WHAT NEEDS TO BE DONE>
Copy the text of each record below word for word, leaving out the pictures.

── RAW RECORDS ──

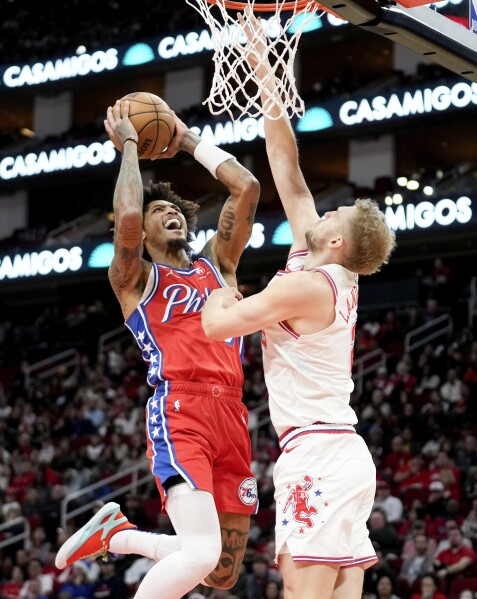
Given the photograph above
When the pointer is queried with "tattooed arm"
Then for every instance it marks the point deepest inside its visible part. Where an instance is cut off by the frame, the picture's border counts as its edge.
(237, 215)
(126, 270)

───

SOLVED PROBLEM>
Given the photograph above
When the pointer is queried with "tattooed arm"
Then for every instance it marks the point deepest inside its visible part. Where an instance is cut off by the frame, the picture's border counts as its edge.
(237, 215)
(126, 270)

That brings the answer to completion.